Panamera Holdings Corporation (OTCID: PHCI)

Panamera Holdings, an innovative company specializing in metals recycling, domestically sourced critical earth materials from recycling CO₂, and energy production, today announced that it has successfully closed on its head license agreement with Rain Cage Carbon, Inc. under the terms and conditions previously announced, securing exclusive rights throughout the U.S. and Mexico to Rain Cage’s groundbreaking carbon conversion and clean energy technologies.

The finalized agreement marks a transformative milestone for Panamera, granting the company a 30-year exclusive license to manufacture, deploy, and commercialize Rain Cage Carbon’s technology and Rain Cage Carbon’s Eden™ System technology.

Rain Cage Carbon’s patented, proprietary processes enable clean, high-efficiency on-demand power for vital infrastructure requirements. The ability to provide off-grid power is a critical advancement in addressing AI power consumption, energy autonomy and security, and complements national policies regarding aluminum supply chains, domestic energy and usage needs, and regulatory requirements.

The Eden™ System creates low-cost advanced nanocarbon products, including carbon nanotubes and fullerenes for next-generation battery power and energy storage applications as well as a myriad of applications in aerospace, nuclear, automotive, mechanical, and electronic industries.

The unique properties of these carbon nanotubes and fullerenes provide High Electron Mobility which enables efficient charge transport and energy storage, Thermal Stability for high temperature applications, and Mechanical Strength ideal for composite materials and structural uses.

In addition to Rain Cage’s license agreement covering multiple established technologies, Panamera Holdings gains existing operations in North Dakota and a strategic investment from a major automotive producer which will allow Panamera to align the company with one of the world’s most respected automotive manufacturers and provide immediate infrastructure and operational synergies.

These developments collectively add an additional $100 million to the balance sheet and position the company to scale across North America. Given the increasing demand for clean, renewable energy and carbon-based materials in high-performance sectors, Panamera projects significant expansion potential, targeting a multi- trillion-dollar addressable market over the next decade.

Former founder of Metal Management (now Sims Metal Management with a $4B market cap), T. Benjamin Jennings, CEO and Chairman of Panamera, is unlocking immense value across multiple verticals. “This is an unprecedented opportunity -both for our shareholders and for meeting the growing needs of industry and our country through efficient, clean, renewable energy. We are committed to delivering key solutions for on- demand energy and demonstrably extended battery life by using proven methodologies that are both profitable and sustainable. All materials will be sourced and produced in the U.S., reinforcing our commitment to domestic innovation and self-reliance. The initial licensing and partnership agreements represent a major technical and financial milestone for our stakeholders. By combining our strengths, we are positioned to drive greater impact through innovation, real-world application, and economic value. One early indication of this momentum is the addition of over $100M to the equity side of our balance sheet, along with the collaboration of an exceptional team,” said Jennings.

_EXTRACTED RECORDS_.

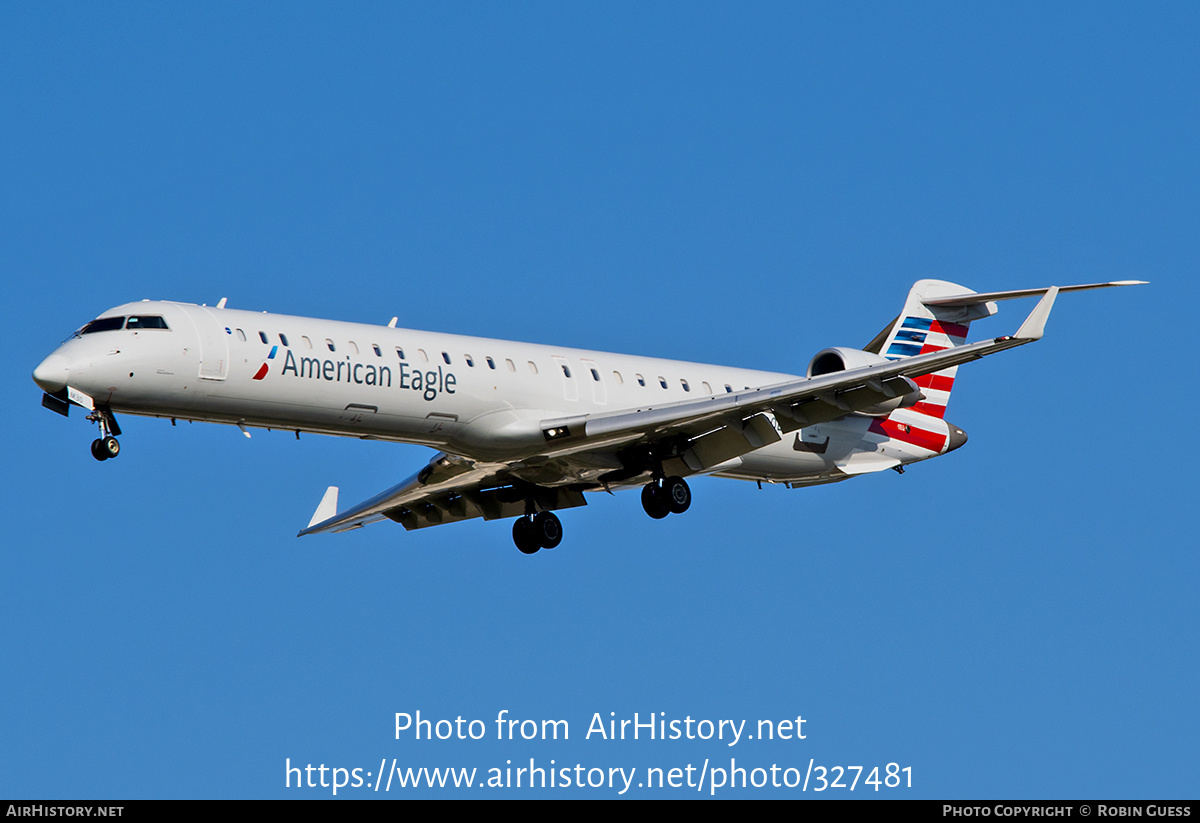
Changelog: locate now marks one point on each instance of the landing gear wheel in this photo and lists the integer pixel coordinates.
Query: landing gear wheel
(677, 494)
(525, 535)
(654, 502)
(549, 529)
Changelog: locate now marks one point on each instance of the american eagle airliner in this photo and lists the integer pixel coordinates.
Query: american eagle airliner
(526, 430)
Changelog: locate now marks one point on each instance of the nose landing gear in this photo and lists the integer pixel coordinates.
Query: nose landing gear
(105, 448)
(106, 445)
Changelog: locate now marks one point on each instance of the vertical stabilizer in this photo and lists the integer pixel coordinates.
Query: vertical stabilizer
(922, 329)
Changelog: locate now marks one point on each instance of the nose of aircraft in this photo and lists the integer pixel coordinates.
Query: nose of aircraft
(52, 373)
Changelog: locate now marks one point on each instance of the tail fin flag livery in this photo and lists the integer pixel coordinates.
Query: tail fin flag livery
(521, 430)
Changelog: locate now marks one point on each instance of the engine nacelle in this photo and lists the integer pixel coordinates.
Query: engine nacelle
(840, 359)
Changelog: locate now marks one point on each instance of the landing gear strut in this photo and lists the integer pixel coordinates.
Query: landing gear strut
(106, 445)
(671, 496)
(534, 532)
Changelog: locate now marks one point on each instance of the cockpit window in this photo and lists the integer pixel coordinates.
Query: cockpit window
(142, 322)
(103, 324)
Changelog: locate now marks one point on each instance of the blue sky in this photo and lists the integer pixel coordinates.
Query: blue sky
(713, 182)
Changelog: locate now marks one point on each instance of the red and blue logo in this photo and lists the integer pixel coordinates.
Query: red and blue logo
(263, 368)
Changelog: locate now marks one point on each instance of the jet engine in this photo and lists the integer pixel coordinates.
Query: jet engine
(840, 359)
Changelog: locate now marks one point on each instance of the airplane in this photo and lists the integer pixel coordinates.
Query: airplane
(525, 430)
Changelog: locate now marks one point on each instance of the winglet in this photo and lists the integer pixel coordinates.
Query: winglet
(327, 509)
(1036, 323)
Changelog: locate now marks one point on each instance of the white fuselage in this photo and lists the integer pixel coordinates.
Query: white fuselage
(484, 398)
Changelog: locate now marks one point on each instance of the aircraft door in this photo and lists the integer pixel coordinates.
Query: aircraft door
(570, 383)
(213, 341)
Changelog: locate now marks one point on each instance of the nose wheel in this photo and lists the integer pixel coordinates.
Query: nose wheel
(105, 448)
(106, 445)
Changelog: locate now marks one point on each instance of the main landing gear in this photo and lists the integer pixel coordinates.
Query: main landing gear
(534, 532)
(666, 497)
(106, 445)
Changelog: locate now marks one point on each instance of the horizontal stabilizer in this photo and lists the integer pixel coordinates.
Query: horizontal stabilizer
(327, 509)
(972, 299)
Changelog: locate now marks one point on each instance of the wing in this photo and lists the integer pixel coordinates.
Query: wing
(685, 437)
(448, 490)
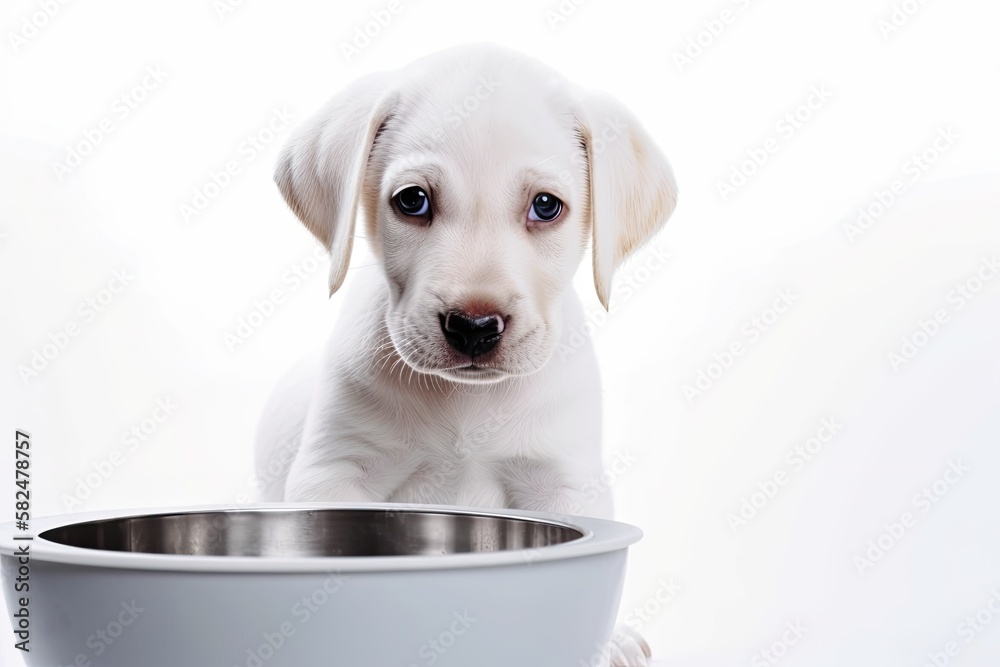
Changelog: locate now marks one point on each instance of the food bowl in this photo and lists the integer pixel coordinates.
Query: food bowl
(304, 585)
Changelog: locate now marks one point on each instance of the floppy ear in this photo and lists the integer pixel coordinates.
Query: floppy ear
(321, 169)
(632, 187)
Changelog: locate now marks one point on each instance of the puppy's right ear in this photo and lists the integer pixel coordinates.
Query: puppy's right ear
(321, 169)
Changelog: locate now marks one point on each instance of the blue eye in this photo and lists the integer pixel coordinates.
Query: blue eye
(545, 208)
(413, 201)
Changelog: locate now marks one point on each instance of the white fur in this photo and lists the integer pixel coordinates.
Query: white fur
(389, 412)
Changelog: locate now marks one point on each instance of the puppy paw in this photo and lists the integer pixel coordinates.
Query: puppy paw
(627, 648)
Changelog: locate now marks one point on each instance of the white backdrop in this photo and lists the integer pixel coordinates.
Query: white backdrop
(838, 224)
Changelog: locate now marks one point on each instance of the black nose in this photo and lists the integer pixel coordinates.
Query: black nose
(471, 335)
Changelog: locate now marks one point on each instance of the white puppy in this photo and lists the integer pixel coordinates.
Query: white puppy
(479, 175)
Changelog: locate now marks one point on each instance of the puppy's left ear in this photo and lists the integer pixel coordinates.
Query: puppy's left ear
(632, 187)
(321, 169)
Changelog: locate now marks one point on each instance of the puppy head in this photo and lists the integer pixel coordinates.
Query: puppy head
(481, 176)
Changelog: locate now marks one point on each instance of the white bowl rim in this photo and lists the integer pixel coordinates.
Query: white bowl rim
(599, 536)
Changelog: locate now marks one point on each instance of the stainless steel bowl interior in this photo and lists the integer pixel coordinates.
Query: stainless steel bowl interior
(312, 532)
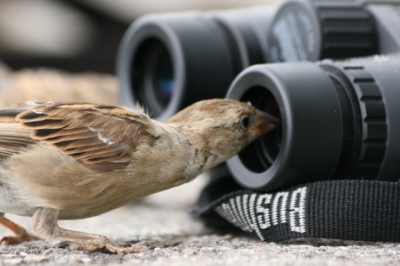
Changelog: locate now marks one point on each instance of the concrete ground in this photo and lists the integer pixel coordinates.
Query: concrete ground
(161, 221)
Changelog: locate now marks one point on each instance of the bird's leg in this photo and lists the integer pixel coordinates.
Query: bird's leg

_WHAT TO DO_.
A: According to the Panamera press release, how long does the exclusive license with Rain Cage Carbon last?
B: Reproduce word for word the stretch of the Panamera press release from "These developments collectively" through "the next decade.".
C: Decide whether each statement agrees with the Panamera press release. Answer yes or no for each, and quote the words of the press release that settle it.
(i) The license gives Panamera exclusive rights throughout the U.S. and Canada.
(ii) Panamera gains existing operations in North Dakota.
(iii) Jennings states that all materials will be sourced and produced in the U.S.

_WRITTEN ANSWERS_.
A: It lasts 30 years.

B:
These developments collectively add an additional $100 million to the balance sheet and position the company to scale across North America. Given the increasing demand for clean, renewable energy and carbon-based materials in high-performance sectors, Panamera projects significant expansion potential, targeting a multi- trillion-dollar addressable market over the next decade.

C:
(i) No: "securing exclusive rights throughout the U.S. and Mexico"
(ii) Yes: "Panamera Holdings gains existing operations in North Dakota"
(iii) Yes: "All materials will be sourced and produced in the U.S."